◆ Assigned task:
The output should consist solely of the line containing "the grape bunch" and all lines after it through the final line of the entries below, reproduced exactly.
========================
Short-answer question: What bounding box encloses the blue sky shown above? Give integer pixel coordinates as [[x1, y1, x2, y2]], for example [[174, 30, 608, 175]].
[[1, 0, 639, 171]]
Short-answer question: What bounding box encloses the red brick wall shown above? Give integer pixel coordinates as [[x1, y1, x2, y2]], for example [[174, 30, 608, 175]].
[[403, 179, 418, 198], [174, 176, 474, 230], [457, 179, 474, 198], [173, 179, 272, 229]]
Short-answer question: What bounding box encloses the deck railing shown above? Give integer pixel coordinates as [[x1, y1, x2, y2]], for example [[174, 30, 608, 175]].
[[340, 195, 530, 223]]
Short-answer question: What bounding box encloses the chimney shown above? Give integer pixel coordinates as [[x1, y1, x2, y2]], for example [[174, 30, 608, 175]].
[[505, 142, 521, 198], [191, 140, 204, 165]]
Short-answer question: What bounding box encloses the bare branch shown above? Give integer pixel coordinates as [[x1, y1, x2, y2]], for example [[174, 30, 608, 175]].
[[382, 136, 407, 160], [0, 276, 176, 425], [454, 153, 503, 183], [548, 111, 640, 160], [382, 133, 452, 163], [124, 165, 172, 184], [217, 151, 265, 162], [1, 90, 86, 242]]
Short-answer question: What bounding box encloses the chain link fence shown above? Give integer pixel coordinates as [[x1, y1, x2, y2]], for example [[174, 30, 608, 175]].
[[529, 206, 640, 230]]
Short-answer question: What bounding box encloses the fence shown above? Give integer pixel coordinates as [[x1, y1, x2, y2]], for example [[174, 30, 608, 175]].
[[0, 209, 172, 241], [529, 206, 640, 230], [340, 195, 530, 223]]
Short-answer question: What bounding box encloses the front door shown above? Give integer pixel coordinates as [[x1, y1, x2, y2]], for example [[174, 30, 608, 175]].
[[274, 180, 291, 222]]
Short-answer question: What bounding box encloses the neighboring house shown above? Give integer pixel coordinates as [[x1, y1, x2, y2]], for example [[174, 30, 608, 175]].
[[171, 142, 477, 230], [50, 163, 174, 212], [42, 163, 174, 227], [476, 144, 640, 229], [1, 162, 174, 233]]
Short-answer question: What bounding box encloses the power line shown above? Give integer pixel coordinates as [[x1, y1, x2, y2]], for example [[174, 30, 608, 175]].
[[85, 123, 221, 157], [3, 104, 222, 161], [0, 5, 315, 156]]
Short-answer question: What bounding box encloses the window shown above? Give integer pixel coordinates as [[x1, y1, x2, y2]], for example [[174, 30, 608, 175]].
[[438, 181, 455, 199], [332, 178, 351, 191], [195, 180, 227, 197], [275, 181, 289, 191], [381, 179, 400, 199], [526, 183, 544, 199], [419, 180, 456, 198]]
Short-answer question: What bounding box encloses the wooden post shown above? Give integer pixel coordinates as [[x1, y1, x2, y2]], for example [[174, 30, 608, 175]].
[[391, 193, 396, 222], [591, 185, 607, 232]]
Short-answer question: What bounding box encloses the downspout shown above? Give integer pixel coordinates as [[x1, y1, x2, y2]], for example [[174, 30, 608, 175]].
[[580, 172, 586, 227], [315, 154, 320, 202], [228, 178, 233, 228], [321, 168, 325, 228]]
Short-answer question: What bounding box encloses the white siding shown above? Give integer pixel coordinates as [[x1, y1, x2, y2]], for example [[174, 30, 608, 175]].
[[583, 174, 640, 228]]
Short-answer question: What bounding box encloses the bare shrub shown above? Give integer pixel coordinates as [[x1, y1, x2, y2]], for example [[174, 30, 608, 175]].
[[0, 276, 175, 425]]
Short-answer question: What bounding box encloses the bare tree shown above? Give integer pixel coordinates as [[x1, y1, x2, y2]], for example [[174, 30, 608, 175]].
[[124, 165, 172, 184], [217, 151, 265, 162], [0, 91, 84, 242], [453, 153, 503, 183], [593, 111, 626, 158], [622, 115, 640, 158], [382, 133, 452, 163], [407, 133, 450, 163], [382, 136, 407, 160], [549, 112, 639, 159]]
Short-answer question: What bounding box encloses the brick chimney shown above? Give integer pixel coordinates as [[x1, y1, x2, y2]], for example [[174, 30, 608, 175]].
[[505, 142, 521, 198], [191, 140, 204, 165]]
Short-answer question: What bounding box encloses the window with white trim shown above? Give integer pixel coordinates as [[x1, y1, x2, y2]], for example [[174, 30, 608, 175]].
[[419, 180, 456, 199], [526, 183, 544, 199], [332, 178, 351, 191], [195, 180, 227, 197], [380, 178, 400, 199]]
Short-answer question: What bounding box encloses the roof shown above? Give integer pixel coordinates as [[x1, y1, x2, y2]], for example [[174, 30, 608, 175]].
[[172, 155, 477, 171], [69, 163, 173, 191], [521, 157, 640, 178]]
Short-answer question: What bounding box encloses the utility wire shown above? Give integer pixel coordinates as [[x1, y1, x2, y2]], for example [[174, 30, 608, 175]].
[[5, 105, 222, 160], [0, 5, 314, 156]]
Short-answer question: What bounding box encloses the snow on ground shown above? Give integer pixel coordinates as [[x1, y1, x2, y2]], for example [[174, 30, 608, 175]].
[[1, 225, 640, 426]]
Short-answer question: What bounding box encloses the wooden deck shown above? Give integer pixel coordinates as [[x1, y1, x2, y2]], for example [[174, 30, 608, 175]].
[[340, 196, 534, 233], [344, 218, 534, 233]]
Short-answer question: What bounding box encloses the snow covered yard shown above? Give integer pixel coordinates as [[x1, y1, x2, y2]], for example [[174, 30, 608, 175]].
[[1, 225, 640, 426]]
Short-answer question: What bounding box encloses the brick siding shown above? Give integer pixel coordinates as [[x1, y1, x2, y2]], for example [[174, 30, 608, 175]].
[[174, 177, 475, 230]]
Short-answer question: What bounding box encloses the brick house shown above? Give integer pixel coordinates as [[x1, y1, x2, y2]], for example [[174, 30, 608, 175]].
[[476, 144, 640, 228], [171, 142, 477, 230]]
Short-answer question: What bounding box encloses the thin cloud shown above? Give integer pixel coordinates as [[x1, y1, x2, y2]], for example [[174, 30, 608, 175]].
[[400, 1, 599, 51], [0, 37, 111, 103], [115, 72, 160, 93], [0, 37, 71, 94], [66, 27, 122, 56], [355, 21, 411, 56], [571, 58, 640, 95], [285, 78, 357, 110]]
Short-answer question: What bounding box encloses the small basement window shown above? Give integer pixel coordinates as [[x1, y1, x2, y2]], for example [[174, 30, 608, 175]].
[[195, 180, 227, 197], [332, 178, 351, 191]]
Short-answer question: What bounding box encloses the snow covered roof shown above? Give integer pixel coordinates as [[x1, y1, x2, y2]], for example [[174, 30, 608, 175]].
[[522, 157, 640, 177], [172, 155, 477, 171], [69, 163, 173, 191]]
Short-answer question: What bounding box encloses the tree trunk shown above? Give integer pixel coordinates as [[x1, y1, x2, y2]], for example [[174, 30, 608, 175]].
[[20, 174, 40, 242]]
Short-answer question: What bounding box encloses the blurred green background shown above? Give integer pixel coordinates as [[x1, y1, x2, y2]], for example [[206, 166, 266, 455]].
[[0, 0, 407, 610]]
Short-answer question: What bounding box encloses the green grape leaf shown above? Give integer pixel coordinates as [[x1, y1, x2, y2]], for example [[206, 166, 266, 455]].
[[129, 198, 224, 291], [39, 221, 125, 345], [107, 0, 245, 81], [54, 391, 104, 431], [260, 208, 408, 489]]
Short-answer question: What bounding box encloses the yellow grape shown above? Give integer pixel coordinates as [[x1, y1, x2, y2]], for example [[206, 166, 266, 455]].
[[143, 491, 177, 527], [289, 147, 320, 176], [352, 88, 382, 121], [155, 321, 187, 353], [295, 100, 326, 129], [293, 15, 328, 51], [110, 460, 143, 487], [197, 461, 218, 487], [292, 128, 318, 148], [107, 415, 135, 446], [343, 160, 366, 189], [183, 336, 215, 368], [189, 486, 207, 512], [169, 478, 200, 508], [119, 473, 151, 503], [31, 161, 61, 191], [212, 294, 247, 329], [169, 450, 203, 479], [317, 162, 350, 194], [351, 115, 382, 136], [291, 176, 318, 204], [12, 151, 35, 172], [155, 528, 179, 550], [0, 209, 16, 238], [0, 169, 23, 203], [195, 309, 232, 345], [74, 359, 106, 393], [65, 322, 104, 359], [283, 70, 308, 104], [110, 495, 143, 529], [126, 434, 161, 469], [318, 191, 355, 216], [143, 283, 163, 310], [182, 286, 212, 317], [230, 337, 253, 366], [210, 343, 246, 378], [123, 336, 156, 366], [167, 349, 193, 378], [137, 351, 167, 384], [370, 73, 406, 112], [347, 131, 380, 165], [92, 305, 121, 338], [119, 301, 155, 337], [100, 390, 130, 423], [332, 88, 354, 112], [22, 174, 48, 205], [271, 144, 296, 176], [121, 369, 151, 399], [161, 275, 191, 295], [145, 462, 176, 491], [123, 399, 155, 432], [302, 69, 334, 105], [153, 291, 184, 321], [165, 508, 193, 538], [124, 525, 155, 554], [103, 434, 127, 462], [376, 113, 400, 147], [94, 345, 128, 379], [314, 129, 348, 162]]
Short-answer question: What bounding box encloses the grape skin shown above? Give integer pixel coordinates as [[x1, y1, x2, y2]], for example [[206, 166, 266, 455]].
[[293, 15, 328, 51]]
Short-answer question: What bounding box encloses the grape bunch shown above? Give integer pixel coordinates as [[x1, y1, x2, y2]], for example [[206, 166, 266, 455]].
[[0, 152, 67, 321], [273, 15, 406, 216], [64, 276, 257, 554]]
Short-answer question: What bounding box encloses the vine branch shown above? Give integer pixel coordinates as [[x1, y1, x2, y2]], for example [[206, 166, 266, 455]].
========================
◆ The completed task:
Short-answer question: What bounding box encloses the grape bunch shown above? Give integer pixel coordinates as [[x1, y1, x2, y2]], for example [[206, 166, 266, 455]].
[[0, 152, 67, 321], [273, 15, 406, 216], [64, 276, 257, 554]]
Short-answer question: What bounding box encloses the vine branch shown above? Give integer pixel coordinates as [[x1, y1, x2, y2]], for example [[206, 166, 266, 455]].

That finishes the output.